----- Data -----

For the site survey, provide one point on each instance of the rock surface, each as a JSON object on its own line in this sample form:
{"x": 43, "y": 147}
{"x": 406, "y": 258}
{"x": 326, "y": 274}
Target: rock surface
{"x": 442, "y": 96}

-----

What is required: The records above must be output exactly, in full.

Output:
For the site survey, provide one point on each instance of the rock surface, each as a JSON object on its own line in this sample form:
{"x": 43, "y": 147}
{"x": 406, "y": 258}
{"x": 326, "y": 274}
Target: rock surface
{"x": 442, "y": 96}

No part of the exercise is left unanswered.